Provided passage =>
————

# The Arlington Bottling Co, Chas Jacobsen Prop, Washington D.C.



## B0ttleR0cket (Jul 25, 2021)

This was one of a bunch of bottles that I bought from a crate of bottles that were all pulled from the water. I only paid $2 for it. The Arlington Bottling Company was founded in 1884, and I'm thinking that this might be from right around that time. The seam stops at the bottom of the neck, and the neck is a little crooked. I always love these weird imperfections in bottles! I also love that anchor on the bottom.


----------



## CanadianBottles (Jul 25, 2021)

That's a nice bottle!  Late 19th century looks about right for it, that seems to be when that script embossing was typically used.  The top looks a bit odd to me, is it a crown or a blob?


----------



## B0ttleR0cket (Jul 27, 2021)

CanadianBottles said:


> That's a nice bottle!  Late 19th century looks about right for it, that seems to be when that script embossing was typically used.  The top looks a bit odd to me, is it a crown or a blob?


It's a crown top. Such an unusual bottle!


----------



## CanadianBottles (Jul 27, 2021)

B0ttleR0cket said:


> It's a crown top. Such an unusual bottle!


Probably a pretty early crown then from the looks of it.  It's definitely not from the 1880s as the crown top wasn't invented yet then, but the 1890s is pretty likely based on the looks of it.


----------

————

Dataset section =>
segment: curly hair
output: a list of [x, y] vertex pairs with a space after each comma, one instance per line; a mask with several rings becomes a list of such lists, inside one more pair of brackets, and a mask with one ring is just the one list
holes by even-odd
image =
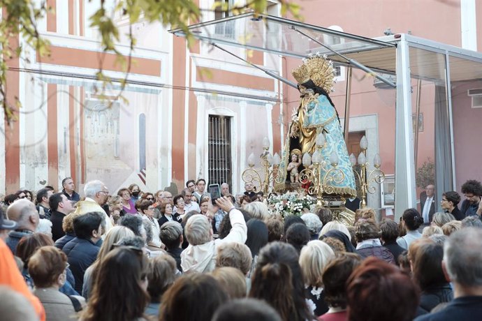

————

Task =>
Transcribe the portion of the Arlington Bottling Co. bottle thread starting at "## CanadianBottles (Jul 25, 2021)" and ending at "B0ttleR0cket (Jul 27, 2021)".

Written answer =>
## CanadianBottles (Jul 25, 2021)

That's a nice bottle!  Late 19th century looks about right for it, that seems to be when that script embossing was typically used.  The top looks a bit odd to me, is it a crown or a blob?


----------



## B0ttleR0cket (Jul 27, 2021)